— EXERCISE —
Edit the lines below by replacing "Object of interest" with "Target item" everywhere it occurs, and leave everything else unchanged.
##### SUPPLIED MATERIAL
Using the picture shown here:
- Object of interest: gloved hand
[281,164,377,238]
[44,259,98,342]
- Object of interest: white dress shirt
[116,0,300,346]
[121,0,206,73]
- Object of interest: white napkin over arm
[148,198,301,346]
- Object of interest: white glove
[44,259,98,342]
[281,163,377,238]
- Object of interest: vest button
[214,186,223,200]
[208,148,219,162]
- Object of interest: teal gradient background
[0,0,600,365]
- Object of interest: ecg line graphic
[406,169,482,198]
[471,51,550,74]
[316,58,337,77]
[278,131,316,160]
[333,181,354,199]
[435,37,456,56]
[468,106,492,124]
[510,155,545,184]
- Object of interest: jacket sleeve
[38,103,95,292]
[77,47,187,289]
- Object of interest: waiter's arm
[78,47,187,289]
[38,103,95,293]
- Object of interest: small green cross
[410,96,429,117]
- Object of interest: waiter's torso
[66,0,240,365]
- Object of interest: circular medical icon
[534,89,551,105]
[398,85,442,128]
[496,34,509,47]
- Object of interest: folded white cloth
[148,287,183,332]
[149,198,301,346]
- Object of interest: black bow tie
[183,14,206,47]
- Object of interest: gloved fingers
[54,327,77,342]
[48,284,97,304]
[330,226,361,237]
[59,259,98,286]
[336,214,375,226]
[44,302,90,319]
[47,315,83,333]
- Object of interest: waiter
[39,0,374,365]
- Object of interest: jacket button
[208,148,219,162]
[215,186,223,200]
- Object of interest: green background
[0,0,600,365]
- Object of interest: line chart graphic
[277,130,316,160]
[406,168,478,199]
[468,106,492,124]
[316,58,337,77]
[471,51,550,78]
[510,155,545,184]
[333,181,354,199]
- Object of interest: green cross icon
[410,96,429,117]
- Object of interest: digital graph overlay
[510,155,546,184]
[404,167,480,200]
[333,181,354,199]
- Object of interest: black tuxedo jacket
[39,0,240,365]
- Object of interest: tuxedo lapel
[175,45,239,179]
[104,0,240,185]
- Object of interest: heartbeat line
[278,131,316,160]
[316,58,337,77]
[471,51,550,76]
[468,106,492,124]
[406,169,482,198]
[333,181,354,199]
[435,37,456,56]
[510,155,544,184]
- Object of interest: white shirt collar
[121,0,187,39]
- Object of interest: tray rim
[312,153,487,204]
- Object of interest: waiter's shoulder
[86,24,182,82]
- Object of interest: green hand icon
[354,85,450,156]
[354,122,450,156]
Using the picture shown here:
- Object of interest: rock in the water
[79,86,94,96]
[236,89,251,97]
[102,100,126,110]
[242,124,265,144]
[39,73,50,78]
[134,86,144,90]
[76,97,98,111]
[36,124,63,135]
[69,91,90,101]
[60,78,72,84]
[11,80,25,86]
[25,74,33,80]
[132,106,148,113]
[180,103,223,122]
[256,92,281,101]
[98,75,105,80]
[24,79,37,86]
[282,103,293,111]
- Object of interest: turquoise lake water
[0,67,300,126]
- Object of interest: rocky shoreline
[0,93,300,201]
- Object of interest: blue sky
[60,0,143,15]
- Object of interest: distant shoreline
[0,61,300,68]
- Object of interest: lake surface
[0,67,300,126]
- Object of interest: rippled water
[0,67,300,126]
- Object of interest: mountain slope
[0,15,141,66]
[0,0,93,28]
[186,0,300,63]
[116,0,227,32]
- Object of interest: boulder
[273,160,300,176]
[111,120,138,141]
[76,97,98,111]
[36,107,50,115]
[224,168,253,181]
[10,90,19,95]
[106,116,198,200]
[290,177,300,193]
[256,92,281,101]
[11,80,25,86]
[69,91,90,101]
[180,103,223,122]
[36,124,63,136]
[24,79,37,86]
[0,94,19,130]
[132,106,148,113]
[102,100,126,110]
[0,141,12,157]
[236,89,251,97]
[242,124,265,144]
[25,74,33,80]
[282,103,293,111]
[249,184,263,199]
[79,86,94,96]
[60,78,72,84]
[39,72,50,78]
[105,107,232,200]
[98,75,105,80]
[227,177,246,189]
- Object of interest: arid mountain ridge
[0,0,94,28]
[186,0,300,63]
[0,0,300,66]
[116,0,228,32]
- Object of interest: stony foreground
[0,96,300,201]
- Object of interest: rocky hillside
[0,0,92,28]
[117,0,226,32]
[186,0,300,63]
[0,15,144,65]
##########
— TASK RESPONSE —
Using the picture shown here:
- Target item: gloved hand
[281,164,377,238]
[44,259,98,342]
- Target item: white dress shirt
[116,0,300,346]
[121,0,206,73]
- Target item: white napkin over arm
[148,198,301,346]
- Target item: white glove
[44,259,98,342]
[281,163,377,238]
- Target item: vest button
[214,186,223,200]
[208,148,219,162]
- Target item: teal gradient background
[0,0,600,365]
- Target item: ecg line graphic
[406,169,482,198]
[471,51,550,74]
[316,58,337,77]
[278,131,316,160]
[333,181,354,199]
[435,37,456,56]
[468,106,492,124]
[510,155,545,184]
- Target item: jacket sleeve
[38,103,95,292]
[77,47,187,289]
- Target item: waiter's arm
[78,47,187,289]
[38,103,95,293]
- Target item: small green cross
[410,96,429,117]
- Target item: waiter's torso
[66,0,240,365]
- Target item: circular medical icon
[534,89,551,105]
[398,85,442,128]
[496,34,509,47]
- Target item: folded white cloth
[148,287,183,332]
[149,198,301,346]
- Target item: black bow tie
[183,14,206,47]
- Target item: gloved fingers
[54,327,77,342]
[48,284,97,304]
[330,226,361,237]
[59,259,98,286]
[336,214,375,226]
[44,302,90,319]
[47,315,83,333]
- Target item: waiter
[39,0,374,365]
- Target item: jacket button
[208,148,219,162]
[215,186,223,200]
- Target item: green background
[0,0,600,365]
- Target item: line chart graphic
[277,130,316,160]
[406,168,478,199]
[468,106,492,124]
[316,58,337,77]
[471,51,550,78]
[510,155,545,184]
[333,181,354,199]
- Target item: green cross icon
[410,96,429,117]
- Target item: digital graph overlay
[510,155,546,184]
[404,167,480,200]
[333,181,354,199]
- Target item: black tuxedo jacket
[39,0,240,365]
- Target item: tuxedo lapel
[175,45,239,179]
[104,0,240,185]
- Target item: heartbeat line
[278,131,316,160]
[316,58,337,77]
[471,51,550,76]
[468,106,492,124]
[406,169,482,198]
[333,181,354,199]
[435,37,456,56]
[510,155,544,184]
- Target item: white shirt collar
[121,0,187,39]
- Target item: tray rim
[312,153,487,204]
- Target item: waiter's shoulder
[86,24,182,82]
- Target item: green hand icon
[354,85,450,156]
[354,122,450,156]
Using the picture shown here:
- Target item: rock in the water
[79,86,94,96]
[236,89,251,97]
[102,100,126,110]
[242,124,265,144]
[39,73,50,78]
[134,86,144,90]
[76,97,98,111]
[36,124,63,135]
[69,91,90,101]
[60,78,72,84]
[11,80,25,86]
[25,74,33,80]
[132,106,148,113]
[180,103,223,122]
[256,92,281,101]
[98,75,105,80]
[24,79,37,86]
[282,103,293,111]
- Target item: turquoise lake water
[0,67,300,126]
- Target item: rocky shoreline
[0,93,300,201]
- Target item: blue sky
[60,0,143,15]
- Target item: distant shoreline
[0,61,300,68]
- Target item: lake surface
[0,67,300,126]
- Target item: rippled water
[0,67,300,126]
- Target item: mountain slope
[0,15,141,66]
[0,0,93,28]
[186,0,300,63]
[116,0,227,32]
- Target item: boulder
[273,160,300,176]
[111,120,138,141]
[76,97,98,111]
[36,107,50,115]
[224,168,253,181]
[10,90,19,95]
[106,116,198,200]
[290,177,300,193]
[256,92,281,101]
[11,80,25,86]
[69,91,90,101]
[180,103,223,122]
[36,124,63,136]
[24,79,37,86]
[0,94,19,130]
[132,106,148,113]
[102,100,126,110]
[0,141,12,157]
[236,89,251,97]
[242,124,265,144]
[25,74,33,80]
[282,103,293,111]
[249,184,263,199]
[79,86,94,96]
[60,78,72,84]
[39,72,50,78]
[105,107,232,200]
[98,75,105,80]
[227,177,246,189]
- Target item: arid mountain ridge
[0,0,94,28]
[186,0,300,63]
[0,0,300,66]
[116,0,228,32]
- Target item: stony foreground
[0,96,300,201]
- Target item: rocky hillside
[0,0,92,28]
[117,0,226,32]
[186,0,300,63]
[0,15,144,65]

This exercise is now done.